*** DOCUMENT SECTION ***

Custom column names as arguments in the functions of stability R package

Question

I developed the stability R package which can be installed from CRAN.

install.packages("stability")

However, I have difficulty in making it to take custom column names as function arguments. Here is an example of add_anova function

library(stability)
data(ge_data)

YieldANOVA <-
  add_anova(
      .data = ge_data
    , .y    = Yield
    , .rep  = Rep
    , .gen  = Gen
    , .env  = Env
  )
YieldANOVA

The above code works fine. However, when I change the column names of the data.frame, it doesn't work as below:

df1 <- ge_data
names(df1) <- c("G", "Institute", "R", "Block", "E", "Y")

***

Answer these from the forum question about the stability R package above:
(a) Where can the package be installed from?
(b) Which function does the author use as the example?
(c) What new column names are assigned to df1?
The lines that come next have no connection to the text above.

*** RECORDS SHOWN ***

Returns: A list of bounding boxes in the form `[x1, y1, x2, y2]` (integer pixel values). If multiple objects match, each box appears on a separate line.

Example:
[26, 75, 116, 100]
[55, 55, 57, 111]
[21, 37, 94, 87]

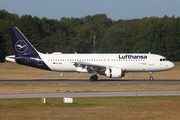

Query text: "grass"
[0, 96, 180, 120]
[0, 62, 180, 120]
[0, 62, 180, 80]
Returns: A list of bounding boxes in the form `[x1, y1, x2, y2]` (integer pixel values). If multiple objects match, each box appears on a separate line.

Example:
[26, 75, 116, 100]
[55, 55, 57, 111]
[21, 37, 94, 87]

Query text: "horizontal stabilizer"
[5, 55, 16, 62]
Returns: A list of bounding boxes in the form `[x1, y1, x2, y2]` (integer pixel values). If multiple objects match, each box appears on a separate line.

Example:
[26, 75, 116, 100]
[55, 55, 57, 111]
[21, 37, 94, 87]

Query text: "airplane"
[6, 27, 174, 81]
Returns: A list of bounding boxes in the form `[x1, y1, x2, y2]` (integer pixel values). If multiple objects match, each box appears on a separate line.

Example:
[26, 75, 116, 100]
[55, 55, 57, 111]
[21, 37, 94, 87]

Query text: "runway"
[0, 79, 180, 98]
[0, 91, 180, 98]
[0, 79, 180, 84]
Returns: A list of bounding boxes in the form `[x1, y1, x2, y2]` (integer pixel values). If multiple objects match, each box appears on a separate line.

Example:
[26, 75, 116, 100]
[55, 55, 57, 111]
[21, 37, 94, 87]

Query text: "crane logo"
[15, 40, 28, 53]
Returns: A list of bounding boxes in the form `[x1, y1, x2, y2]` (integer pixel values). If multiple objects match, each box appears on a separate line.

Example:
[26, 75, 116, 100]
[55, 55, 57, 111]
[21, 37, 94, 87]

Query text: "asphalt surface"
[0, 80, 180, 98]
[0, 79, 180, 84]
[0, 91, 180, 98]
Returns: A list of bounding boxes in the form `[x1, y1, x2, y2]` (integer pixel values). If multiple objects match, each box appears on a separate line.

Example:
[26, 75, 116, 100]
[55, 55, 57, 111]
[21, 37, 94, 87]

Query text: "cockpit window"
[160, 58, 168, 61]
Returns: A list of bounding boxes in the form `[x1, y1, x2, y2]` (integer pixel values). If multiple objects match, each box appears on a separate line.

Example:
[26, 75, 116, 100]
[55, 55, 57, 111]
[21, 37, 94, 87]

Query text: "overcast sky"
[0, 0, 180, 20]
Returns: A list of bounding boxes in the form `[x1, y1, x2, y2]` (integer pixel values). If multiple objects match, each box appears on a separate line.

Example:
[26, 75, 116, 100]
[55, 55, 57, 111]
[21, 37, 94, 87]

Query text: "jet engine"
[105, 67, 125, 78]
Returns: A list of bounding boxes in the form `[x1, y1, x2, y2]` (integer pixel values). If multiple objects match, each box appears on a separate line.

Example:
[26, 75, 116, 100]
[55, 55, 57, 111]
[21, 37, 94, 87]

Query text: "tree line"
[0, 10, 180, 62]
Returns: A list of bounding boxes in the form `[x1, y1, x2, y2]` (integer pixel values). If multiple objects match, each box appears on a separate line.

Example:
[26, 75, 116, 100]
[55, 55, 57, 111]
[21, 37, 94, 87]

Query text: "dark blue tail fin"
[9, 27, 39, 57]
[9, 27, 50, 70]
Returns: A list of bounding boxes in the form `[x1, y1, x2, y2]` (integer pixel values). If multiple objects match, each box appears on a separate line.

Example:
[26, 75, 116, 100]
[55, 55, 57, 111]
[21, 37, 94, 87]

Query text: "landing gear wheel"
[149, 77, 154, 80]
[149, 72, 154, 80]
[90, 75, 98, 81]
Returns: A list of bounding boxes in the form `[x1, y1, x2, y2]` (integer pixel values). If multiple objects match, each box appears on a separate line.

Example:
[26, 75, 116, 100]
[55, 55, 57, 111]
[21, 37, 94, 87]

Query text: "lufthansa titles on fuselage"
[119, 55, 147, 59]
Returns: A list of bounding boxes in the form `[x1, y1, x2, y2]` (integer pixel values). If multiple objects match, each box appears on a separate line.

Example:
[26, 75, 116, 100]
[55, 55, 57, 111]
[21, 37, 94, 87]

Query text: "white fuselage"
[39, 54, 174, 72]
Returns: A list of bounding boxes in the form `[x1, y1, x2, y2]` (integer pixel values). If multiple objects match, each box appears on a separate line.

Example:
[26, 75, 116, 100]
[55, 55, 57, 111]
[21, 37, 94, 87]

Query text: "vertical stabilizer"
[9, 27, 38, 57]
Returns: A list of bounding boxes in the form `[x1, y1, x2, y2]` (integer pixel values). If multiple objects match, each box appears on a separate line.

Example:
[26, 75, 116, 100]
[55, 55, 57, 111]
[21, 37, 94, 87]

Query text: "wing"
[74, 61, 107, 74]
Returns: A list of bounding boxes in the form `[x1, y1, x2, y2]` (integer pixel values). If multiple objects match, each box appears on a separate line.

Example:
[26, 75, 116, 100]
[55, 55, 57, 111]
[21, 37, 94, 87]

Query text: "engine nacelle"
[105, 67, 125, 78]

***

= WRITTEN SOLUTION =
(a) CRAN
(b) add_anova
(c) "G", "Institute", "R", "Block", "E", "Y"